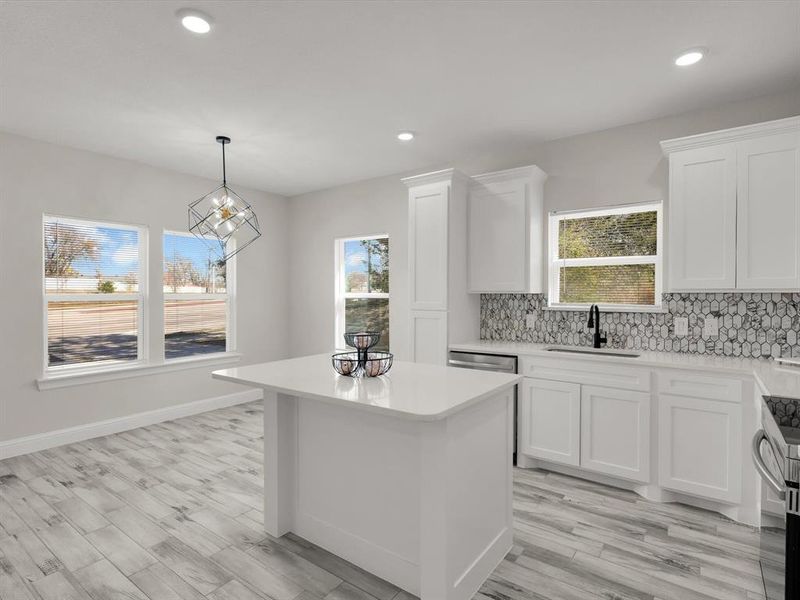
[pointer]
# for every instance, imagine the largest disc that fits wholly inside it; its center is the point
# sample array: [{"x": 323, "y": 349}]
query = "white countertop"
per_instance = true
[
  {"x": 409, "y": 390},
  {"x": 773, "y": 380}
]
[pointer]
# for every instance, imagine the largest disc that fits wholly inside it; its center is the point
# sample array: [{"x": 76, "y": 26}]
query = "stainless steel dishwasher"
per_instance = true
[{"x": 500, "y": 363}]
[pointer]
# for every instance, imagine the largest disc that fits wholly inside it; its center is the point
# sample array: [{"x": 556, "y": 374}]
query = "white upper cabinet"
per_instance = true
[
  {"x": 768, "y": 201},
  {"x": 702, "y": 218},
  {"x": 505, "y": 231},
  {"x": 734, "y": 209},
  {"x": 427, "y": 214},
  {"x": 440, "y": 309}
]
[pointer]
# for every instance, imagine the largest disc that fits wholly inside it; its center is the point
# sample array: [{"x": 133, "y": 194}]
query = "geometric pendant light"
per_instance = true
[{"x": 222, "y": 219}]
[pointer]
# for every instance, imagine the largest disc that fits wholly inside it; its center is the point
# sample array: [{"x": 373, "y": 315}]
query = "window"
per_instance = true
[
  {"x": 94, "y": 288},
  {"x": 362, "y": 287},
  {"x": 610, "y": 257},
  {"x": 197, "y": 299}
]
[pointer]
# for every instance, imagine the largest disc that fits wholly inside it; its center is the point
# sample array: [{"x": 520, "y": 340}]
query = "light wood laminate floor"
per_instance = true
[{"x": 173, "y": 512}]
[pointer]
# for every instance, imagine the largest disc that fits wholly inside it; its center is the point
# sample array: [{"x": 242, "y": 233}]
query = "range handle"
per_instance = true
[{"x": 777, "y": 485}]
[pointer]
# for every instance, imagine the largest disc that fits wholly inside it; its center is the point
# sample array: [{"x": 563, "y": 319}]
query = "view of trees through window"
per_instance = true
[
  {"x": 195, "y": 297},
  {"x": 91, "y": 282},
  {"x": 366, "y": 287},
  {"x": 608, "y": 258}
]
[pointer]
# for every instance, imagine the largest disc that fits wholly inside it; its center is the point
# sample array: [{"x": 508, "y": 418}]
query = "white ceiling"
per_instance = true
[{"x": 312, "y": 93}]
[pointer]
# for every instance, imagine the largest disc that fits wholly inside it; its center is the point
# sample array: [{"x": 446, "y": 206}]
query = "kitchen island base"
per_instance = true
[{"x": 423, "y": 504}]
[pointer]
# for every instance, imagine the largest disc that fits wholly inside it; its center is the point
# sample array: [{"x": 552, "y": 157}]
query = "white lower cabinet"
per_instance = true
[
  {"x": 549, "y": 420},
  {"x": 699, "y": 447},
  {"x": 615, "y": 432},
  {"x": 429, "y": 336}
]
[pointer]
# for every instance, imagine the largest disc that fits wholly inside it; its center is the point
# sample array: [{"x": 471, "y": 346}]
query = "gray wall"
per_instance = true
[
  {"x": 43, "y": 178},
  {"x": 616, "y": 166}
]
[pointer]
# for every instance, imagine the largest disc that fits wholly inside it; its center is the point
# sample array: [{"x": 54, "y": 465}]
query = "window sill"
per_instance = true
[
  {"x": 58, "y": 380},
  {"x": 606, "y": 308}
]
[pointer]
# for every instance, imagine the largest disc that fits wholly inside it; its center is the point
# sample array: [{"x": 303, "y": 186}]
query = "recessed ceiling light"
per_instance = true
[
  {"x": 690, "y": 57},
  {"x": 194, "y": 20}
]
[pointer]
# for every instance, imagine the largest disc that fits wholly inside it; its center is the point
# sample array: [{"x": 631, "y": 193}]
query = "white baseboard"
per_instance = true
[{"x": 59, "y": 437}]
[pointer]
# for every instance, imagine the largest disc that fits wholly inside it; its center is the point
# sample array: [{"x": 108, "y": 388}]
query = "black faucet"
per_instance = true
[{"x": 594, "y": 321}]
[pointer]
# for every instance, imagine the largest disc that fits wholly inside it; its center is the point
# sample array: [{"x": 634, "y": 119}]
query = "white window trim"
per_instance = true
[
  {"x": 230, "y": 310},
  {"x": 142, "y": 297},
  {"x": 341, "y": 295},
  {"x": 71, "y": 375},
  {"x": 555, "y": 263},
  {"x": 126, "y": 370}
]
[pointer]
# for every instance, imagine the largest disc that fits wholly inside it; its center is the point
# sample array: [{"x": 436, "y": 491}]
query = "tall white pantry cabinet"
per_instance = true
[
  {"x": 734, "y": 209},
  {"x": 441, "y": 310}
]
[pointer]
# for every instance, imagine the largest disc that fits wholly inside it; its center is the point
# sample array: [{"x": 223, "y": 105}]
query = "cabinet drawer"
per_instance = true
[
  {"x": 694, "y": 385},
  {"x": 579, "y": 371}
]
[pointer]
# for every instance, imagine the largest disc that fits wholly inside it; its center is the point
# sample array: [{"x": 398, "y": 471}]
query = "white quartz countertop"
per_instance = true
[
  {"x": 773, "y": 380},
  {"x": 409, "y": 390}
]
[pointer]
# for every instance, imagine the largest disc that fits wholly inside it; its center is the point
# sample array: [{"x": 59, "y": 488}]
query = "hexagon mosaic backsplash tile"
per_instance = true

• [Exercise description]:
Among the records above, find each line holding "light" and list it.

• [Response to this exercise]:
query = "geometric pendant light"
query = "light wood laminate floor"
query = "recessed ceiling light"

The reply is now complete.